# Long term attraction.



## ConanHub

Just wondering how attractive you still are to a long term spouse and how much it impacts success in long term success in marriage.

I'm physically attracted to Mrs. Conan. Always have been and most likely always will be.

I remember a time about 10 years into our relationship that I had the kids in the car getting ready to go to church and she came out of our rented townhouse and I felt my heart in my throat while I couldn't seem to catch my breath because of how beautiful she looked to me.

A couple days ago, I was waiting in the restaurant area of a large theater waiting for her to get back from the ladies room. 

I was looking at people and saw some attractive women. I was looking at a particularly stylishly dressed woman at the bar when another woman caught my eye. She was walking towards the restaurant area and I was so taken with her that I started feeling guilty for the response she inspired in me.

I had to really raise the walls around me to shield my crazy attraction for her. I loved her form and how she moved and appreciated the way her clothes clung to her form.

Once she entered the restaurant, I realized she was none other than Mrs. Conan herself!

I was a little astonished that I was so attracted to her without even knowing it was her.

My distance vision isn't what it use to be and I didn't have my glasses on.

I guess I learned something in that moment. I find my wife objectively the most attractive woman in the room to me at least.

**EXCERPTED DATA**
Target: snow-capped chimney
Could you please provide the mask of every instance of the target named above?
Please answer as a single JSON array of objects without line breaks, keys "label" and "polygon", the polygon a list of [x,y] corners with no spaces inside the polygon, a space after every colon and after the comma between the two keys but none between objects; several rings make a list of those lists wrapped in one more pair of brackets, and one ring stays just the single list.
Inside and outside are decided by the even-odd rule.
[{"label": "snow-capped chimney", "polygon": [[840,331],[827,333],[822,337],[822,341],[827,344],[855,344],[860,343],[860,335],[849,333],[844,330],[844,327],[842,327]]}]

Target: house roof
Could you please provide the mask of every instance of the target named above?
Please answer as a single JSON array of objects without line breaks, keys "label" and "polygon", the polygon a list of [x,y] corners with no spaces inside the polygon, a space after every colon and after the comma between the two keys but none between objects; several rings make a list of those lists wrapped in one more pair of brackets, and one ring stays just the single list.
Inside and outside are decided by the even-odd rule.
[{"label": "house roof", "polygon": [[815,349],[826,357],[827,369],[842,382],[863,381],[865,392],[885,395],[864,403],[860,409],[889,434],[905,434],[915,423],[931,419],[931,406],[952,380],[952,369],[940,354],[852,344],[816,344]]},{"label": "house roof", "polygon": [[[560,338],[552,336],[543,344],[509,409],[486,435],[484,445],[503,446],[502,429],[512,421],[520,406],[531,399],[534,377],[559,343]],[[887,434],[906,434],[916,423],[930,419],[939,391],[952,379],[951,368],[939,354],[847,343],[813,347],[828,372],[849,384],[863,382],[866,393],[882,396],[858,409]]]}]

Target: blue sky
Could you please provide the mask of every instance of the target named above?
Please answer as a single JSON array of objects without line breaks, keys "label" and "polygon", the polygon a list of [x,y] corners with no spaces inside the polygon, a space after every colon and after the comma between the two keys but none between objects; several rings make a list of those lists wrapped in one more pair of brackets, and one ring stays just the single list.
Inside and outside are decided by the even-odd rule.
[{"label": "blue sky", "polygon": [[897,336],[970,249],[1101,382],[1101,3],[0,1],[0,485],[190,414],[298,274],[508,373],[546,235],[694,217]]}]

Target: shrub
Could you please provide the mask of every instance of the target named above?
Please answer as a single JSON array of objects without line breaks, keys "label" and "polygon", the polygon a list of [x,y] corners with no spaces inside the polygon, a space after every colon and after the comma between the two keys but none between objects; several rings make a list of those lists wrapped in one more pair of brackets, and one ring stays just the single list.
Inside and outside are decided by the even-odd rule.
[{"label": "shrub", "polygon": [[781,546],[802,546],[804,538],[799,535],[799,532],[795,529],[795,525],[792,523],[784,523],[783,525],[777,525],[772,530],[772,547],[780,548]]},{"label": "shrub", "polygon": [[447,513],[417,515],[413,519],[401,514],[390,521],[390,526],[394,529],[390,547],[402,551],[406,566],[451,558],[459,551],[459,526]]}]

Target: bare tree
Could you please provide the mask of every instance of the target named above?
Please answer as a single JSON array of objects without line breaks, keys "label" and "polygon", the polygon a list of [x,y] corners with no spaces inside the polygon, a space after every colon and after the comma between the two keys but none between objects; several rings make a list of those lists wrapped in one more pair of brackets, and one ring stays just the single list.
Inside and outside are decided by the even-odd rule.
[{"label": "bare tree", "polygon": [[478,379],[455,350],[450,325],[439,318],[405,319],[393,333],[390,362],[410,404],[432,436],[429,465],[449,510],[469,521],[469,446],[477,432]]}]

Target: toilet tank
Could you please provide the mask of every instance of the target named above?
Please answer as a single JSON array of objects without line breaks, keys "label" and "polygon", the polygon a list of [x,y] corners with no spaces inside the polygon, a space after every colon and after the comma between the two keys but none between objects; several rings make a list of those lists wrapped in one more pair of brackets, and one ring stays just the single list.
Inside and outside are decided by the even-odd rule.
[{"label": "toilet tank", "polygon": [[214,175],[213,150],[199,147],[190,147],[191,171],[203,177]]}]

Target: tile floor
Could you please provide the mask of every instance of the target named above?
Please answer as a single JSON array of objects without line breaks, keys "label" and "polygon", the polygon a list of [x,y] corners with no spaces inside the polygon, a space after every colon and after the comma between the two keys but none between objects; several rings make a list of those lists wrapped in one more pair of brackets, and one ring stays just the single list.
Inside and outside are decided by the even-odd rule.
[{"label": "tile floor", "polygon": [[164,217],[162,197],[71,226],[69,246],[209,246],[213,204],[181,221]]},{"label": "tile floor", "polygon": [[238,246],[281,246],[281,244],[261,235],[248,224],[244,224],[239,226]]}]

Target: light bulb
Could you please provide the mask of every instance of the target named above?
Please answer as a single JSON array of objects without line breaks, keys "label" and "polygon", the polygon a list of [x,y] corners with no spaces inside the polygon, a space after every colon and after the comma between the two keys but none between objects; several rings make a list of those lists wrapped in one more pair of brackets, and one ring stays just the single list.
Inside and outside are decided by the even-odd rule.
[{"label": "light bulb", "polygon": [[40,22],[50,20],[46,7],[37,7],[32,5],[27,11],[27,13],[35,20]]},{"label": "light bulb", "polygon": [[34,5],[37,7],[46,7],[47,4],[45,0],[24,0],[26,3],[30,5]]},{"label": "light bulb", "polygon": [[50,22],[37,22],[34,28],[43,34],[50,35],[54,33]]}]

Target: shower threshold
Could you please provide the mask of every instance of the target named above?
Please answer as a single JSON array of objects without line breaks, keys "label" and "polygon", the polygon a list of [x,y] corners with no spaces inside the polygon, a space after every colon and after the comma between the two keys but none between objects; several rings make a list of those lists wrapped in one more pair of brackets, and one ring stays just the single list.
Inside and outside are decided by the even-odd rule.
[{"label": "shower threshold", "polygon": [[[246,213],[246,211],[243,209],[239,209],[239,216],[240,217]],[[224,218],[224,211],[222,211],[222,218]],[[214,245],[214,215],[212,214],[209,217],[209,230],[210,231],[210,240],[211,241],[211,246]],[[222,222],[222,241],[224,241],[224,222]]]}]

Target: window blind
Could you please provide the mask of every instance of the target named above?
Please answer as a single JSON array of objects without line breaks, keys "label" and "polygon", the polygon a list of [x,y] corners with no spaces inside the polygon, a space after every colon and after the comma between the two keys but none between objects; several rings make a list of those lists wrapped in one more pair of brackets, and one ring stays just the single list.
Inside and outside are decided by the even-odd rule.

**GOAL OF THE EXERCISE**
Continue the forum post on long-term attraction in marriage from the point where it stops.

**RESULT FOR THIS TASK**
I was doing mental gymnastics to direct my very strong attraction for a strange woman until I realized she was mine and I was free to feel all the emotions she inspired within my heart.

It was funny but really brought home to me just how much I am truly attracted to my wife. The feelings are mutual so much the better.❤:smile2:


----------



## BioFury

I'm happy for you guys :grin2:

I imagine remaining active has played a big role in maintaining your mutual visceral attraction toward one another?


----------



## sunsetmist

You have been effusive about Ms. C forever and I'm sure she feels and knows this. You love her, appreciate her and I'll bet you look at her in a dangerous way. You fought what you thought were inappropriate responses even when you did not recognize her. Y'all respect for each other is magical. 

Yet, there were things before marriage that might have concerned others. I'm thinking that you both 'accentuate the positive and eliminate the negative and that's what it is all about'. CONGRATS--it is harder work than you make us believe.


----------



## Diana7

I am still attracted to my husband even though we are both now in our 60's. For me though its not just the physical that makes a man attractive, its his character and personality, his integrity and values, his sense of humour.


----------



## Casual Observer

I wrote about how I find my wife incredibly beautiful here- https://talkaboutmarriage.com/19856317-post1.html.

_Took a huge risk yesterday. I'm 63, she's 62, she doesn't have a very positive image of herself (quite overweight, low-quality post-mastectomy fake boobs, losing some hair, very LD). From another thread you might now we've been going through a bit of a rough time, but after almost 40 years of marriage, no question we get through this.

So I'm in that reminiscing mode, thinking back to the first evening I spent with her, and how she looked when she emerged from her room in this beautiful Kimono. Don't know where it went but never made it to married life a few years later. I thought... maybe try the thing where you buy your wife sexy stuff. Could totally backfire. But man, there are times when that backfire won't seem like that big a deal compared to other stuff. This was the time.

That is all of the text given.